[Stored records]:
****************************************

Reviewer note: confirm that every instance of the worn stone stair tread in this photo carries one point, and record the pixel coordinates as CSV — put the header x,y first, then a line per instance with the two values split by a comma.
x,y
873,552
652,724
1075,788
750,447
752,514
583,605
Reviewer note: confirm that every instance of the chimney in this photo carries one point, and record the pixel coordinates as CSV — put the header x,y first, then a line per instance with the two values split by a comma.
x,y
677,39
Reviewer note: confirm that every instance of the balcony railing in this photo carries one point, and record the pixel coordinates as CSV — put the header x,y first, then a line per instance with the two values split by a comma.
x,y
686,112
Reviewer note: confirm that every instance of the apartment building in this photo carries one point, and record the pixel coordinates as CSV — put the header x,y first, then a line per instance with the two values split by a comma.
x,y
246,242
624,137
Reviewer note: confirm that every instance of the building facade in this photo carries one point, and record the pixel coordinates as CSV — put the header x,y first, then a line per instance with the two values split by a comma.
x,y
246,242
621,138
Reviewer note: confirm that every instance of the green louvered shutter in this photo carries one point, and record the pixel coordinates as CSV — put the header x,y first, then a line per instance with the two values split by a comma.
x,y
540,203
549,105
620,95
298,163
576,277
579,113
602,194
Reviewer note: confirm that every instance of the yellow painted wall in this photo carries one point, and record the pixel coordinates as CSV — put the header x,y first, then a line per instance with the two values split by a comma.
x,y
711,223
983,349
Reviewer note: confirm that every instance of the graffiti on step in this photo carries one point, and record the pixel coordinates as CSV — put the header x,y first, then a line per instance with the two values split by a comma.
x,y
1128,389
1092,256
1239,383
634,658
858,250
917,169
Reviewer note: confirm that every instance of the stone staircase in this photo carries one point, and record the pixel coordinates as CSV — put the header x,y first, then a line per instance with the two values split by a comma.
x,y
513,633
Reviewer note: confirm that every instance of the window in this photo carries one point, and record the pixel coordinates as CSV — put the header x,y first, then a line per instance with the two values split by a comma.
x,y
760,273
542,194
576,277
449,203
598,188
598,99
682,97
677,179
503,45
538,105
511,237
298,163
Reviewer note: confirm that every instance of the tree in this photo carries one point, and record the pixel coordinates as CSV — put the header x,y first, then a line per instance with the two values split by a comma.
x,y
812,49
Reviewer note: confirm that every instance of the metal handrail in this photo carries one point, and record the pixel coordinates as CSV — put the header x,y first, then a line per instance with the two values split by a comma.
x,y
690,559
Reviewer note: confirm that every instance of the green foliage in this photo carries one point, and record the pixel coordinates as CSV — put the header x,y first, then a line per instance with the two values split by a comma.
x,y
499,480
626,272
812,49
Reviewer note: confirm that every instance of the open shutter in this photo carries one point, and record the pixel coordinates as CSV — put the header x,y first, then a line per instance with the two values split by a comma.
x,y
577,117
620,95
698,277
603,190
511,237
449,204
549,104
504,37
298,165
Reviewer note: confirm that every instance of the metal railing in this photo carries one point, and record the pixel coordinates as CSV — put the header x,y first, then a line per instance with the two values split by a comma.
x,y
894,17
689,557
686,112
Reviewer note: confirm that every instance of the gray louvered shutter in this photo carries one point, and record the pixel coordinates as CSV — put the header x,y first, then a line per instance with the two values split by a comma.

****************************************

[Task goal]: Retype every entry without changing anything.

[Problem solution]:
Reviewer note: confirm that every instance of the worn stone stair tread in this photo carries one point, and record the pixel coordinates as CSV — put the header x,y first, then a line per instance with the two values split by a comma.
x,y
873,552
652,724
1075,788
750,447
752,514
583,605
Reviewer note: confirm that every instance of the chimney in this photo carries one point, and record the pixel coordinates as CSV — put the header x,y first, then a line per instance with the two values split by a comma.
x,y
677,39
Reviewer note: confirm that every instance of the balcony railing in this photo carries one point, and record the pixel coordinates as CSV — put the header x,y first, then a line per instance with the two values split by a comma.
x,y
686,112
Reviewer note: confirm that every instance of the apartment building in this photo carries one point, and record the pixel coordinates as CSV — put the header x,y first, then a line per instance with the two values split by a comma.
x,y
246,242
624,137
Reviewer note: confirm that every instance of the building facade in this photo carries one point, and record the pixel coordinates as CSV — put the header x,y first, then a line per instance with the two values split by a comma.
x,y
246,242
621,138
Reviewer note: confirm that every instance of the green louvered shutter in this photo carries one point, and record the pixel coordinates as CSV — put the header x,y first, then a line per instance with the two values split by a comma.
x,y
540,203
549,105
620,95
298,163
576,277
579,113
602,194
Reviewer note: confirm that every instance of the yellow painted wall in this photo carries one point, and record the pixel coordinates as CSV — put the header x,y first, then a line per instance with the two values split by a comma.
x,y
711,223
983,349
Reviewer note: confirm that every instance of the graffiti on step in this photo carries one point, and record the pixel coordinates as CSV — put the header x,y first, then a line per instance with the two values split by a comma.
x,y
1128,389
1092,256
1239,383
634,658
858,250
917,169
Reviewer note: confirm that every instance of the stone staircase in this photo carries one point, and record the pixel coordinates as CSV — put the header x,y first, then a line per instance with the two values split by a comma.
x,y
513,633
Reviewer note: confirm that every instance of the window in this photo carries one point, and record the pixel coordinates as CSV — put the header x,y first, then a line per instance with the two values split by a comma.
x,y
760,273
542,194
576,277
449,203
598,188
598,99
682,97
677,179
503,45
538,105
511,237
298,163
Reviewer note: confirm that every instance of the tree in this photo carries one point, and record the pixel coordinates as CSV — put the header x,y first, then a line per instance with the two values split by a comma.
x,y
812,49
Reviewer note: confirm that every instance of the metal handrail in this photo carries one point, and record the pixel coordinates as CSV — put the header x,y first, then a line per instance with the two values split by a comma.
x,y
690,559
Reviewer note: confirm that every instance of the green foliage in this photo carries one point, and record the pixel coordinates as CSV — put the header x,y first, then a line per instance with the two values split by a comma.
x,y
499,480
626,272
812,49
Reviewer note: confirm that every instance of the open shutter in this photo carries one point, and record the pixel coordinates as CSV — put the header x,y first, then a line per instance with the two values split by a comma.
x,y
577,117
620,95
698,277
603,190
511,237
449,204
549,104
504,37
298,165
Reviewer note: confirm that every instance of the metal railing in this photo carries one point, and record the pixel coordinates as CSV — put the header x,y first, then a line per instance with the two values split by a comma.
x,y
894,17
689,557
686,112
Reviewer note: confirm that every instance of the gray louvered shutter in this photo carries one point, and record the pixel coordinates as CSV — put the header x,y first, then a line per instance with the two values split by a comma.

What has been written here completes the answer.